:: Required task ::
Reproduce the following entries word for word.

:: Task inputs ::
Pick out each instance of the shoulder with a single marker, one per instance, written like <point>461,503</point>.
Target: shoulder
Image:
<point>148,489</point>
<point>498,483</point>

:: Finished exercise ::
Pick out each instance of the shoulder with a single marker, one per instance, written like <point>461,503</point>.
Target: shoulder
Image:
<point>148,489</point>
<point>498,483</point>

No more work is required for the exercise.